» Assignment
According to the tips on keeping kids active in winter, what does the principle of One-to-One say?

Entries in Exercise (1)

Thursday
Dec272012

Baby It's Cold Outside....Tips on Keeping Kids Active During the Winter

Have you heard of the principle of One-to-One - for every hour of sedentary leisure activity you choose to do, you need to do an hour of aerobic activity. This can be a challenge even when the weather cooperates, but in the winter, when temperatures take a nose dive, it can be quite daunting to find ways to keep our kiddos moving.

The recommended activity is at least 30 to 60 minutes of aerobic exercise per day -- preferably in minimal intervals of twenty minutes.  At minimum, achieve a goal of 3 days per week. The following list of activities is a collection of ideas to get you up and moving....

GO TO AN INDOOR FACILITY TO KEEP MOVING

These places include your local YMCA, an indoor swimming pool, an ice skating rink (at the Lawerence Joel Colliseum Anex), a bowling alley, or the nearest shopping mall. Hanes mall has a great "toddler play area" on the lower level beside SEARS for letting off some steam indoors.  And there's always the playareas at Chick-Fil-A. Activities like basketball, soccer, ice-skating, swimming, rock climbing, walking/climbing stairs, and even exercise machines for older, moore coordinated kids (like a treadmill, stationary bike, or elliptical devices) are great aerobic challenges. Create simple, short contests with potential rewards to motivate and encourage each other.

• Other community indoor facilities include the Winston-Salem Children's Museum or Greensboro Children's Museum, The Natural Science Center in Greensboro or Sci Works here in Winston-Salem.  These have admission costs, but yearly memberships are quite reasonable.  Your kids (and you parents too) can expand your mind as well as keep your body moving.

• Consider instructional classes like dance, martial arts, yoga, zumba, and gymnastics. These incorporate aerobic activity with core muscle strength and balance exercises.  Check out a great list compiled by Triad Moms on Main and another handy site, The Activity Tree, for a nice listing of various classes available in our area (just enter the zip code and choose from their drop down menu of activities).

OUTDOORS

Bundle up and get outdoors!  Breathe some fresh air while walking park trails, sledding (if we get snow), skating, walking around the neighborhood or school track, or volunteering to walk dogs for your home or other households (great way to earn some extra spending money for older elementary school kids). If weather conditions permit, consider riding a mountain bike. Remember to always wear a helment - safety first!

AT HOME

Be creative and keep it fun. Get moving during commercials! Dance, do jumping jacks, squats, sit ups, push ups, run in place, have a short pillow fight, play musical chairs/sofas until the program starts again.  Again make it a fun contest with a reward. Here's some ideas for indoor ACTIVE games:

- Simon Says

- Red Light, Green Light

- Hopscotch

- Twister

- Hide and Go Seek

Other ideas to get your kids up off the couch....

- Have them help you clean the house (yes, really)! Make it fun by playing music and dancing while getting the chores done together.  Or make it a race or a contest between kids (or parents vs kids) to see who can pick up toys fastest etc.

- "Exergaming" Video games (such as Dance, Dance Revolution and a wide variety games for WiiFit) that require physical movement have been a huge hit with kids in recent years. A study published in the Archives of Pediatric and Adolescent Medicine found that these games can elevate the energy expenditure to moderate or vigorous intensity (in some cases, requiring even more energy than walking on a treadmill!) This can be an alternative to traditional aerobic fitness activities. But beware, some kids learn how to "cheat" and just move their wrists and hands instead of doing the full body movements as intended. 

- "Bring the outdoors inside" - think hula hoops, jump ropes, an indoor basketball goal, even some ride on toys if you have a long hall or large playroom or basement

- Create an indoor obstacle course with pillows, blankets, toys, etc.

- Have an indoor scavengar hunt

Thankfully, our winters in NC are not as long or as gloomy as up north and spring will be here in a few months.

» Data provided
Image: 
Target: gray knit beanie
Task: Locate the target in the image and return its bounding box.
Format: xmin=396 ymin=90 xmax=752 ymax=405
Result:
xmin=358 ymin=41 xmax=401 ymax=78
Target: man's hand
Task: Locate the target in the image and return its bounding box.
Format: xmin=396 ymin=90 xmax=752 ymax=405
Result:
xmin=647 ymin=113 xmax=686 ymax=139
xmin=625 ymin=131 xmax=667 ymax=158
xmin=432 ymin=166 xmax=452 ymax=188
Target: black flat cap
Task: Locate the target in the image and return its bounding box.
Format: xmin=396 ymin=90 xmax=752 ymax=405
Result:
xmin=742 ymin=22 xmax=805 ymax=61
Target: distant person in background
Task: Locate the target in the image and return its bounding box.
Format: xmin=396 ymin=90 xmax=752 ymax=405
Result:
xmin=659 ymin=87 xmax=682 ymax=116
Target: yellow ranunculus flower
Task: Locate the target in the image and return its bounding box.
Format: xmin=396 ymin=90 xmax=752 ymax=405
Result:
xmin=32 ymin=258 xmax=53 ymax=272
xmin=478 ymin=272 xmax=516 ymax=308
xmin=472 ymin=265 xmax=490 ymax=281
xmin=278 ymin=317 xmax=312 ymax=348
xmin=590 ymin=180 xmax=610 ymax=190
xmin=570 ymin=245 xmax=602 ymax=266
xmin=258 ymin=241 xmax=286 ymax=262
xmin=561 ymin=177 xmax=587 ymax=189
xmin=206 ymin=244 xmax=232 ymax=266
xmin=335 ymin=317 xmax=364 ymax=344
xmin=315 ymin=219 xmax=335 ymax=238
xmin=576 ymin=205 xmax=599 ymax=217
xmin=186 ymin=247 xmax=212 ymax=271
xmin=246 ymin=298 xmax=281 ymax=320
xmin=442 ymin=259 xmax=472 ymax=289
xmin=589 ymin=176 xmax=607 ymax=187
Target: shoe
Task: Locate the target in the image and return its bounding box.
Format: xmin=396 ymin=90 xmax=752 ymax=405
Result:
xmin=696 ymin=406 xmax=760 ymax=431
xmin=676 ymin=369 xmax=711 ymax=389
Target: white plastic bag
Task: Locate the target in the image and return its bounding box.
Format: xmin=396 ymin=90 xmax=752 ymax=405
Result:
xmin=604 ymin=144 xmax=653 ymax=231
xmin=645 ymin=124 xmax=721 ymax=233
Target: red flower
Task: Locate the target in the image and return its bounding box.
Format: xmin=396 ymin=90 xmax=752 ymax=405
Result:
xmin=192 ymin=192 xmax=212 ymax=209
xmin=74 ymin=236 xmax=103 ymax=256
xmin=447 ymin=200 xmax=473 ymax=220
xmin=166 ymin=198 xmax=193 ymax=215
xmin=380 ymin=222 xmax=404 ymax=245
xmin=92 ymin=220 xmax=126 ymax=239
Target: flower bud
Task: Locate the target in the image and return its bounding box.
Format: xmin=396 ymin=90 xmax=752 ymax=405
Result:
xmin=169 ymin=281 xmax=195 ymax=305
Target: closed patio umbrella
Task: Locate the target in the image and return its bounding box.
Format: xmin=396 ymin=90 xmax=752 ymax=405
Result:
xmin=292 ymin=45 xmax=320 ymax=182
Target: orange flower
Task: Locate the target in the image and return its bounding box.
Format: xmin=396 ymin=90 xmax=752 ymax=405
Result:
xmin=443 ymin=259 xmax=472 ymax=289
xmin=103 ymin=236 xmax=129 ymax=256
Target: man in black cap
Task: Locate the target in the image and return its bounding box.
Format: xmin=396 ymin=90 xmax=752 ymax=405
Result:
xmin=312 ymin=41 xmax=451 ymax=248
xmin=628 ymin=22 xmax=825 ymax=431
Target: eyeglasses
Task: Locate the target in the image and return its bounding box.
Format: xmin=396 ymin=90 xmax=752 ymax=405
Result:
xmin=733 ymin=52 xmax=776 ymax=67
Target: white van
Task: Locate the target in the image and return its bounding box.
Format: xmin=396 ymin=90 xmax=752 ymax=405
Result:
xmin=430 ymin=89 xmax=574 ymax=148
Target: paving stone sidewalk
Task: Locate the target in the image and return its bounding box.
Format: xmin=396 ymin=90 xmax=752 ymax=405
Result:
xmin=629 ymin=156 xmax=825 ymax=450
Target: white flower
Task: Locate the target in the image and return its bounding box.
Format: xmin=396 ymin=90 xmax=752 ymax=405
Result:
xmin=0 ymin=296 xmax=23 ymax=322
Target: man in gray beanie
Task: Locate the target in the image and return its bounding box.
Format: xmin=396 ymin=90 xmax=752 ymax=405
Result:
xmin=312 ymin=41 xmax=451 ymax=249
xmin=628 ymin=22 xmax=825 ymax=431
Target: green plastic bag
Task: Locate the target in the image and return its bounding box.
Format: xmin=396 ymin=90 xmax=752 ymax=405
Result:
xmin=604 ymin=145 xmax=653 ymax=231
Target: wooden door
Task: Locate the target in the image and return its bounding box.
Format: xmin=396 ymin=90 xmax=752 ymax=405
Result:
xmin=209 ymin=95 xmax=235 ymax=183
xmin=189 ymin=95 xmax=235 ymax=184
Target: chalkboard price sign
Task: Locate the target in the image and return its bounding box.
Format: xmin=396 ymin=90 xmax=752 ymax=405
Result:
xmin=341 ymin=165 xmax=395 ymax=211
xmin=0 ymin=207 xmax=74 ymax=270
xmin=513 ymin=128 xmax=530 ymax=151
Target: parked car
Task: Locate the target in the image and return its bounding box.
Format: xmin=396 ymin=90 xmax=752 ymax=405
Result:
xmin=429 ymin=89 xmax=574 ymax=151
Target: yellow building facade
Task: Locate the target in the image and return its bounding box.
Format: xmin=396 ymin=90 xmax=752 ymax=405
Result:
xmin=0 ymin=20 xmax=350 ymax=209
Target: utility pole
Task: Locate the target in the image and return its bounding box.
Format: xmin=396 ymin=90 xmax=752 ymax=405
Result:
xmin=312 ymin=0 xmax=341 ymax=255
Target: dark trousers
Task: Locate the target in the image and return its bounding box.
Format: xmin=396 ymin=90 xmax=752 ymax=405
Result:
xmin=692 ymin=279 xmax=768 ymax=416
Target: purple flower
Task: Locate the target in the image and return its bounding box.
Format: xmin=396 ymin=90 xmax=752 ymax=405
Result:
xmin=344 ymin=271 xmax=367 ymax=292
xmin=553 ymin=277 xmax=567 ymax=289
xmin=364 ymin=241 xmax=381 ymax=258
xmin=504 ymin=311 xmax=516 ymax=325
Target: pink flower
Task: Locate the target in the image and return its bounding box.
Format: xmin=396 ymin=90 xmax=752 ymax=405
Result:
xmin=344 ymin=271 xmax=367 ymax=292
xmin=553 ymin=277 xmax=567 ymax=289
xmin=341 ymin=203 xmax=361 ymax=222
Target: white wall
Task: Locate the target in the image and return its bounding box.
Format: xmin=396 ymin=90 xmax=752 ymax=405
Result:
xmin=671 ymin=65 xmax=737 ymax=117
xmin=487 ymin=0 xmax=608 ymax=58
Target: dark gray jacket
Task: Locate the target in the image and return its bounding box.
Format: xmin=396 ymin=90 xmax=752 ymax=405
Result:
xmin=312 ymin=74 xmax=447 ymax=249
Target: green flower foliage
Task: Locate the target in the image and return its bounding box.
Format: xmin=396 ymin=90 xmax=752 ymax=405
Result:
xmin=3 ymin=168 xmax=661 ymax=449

» Result for this task
For every hour of sedentary leisure activity you choose to do, you need to do an hour of aerobic activity.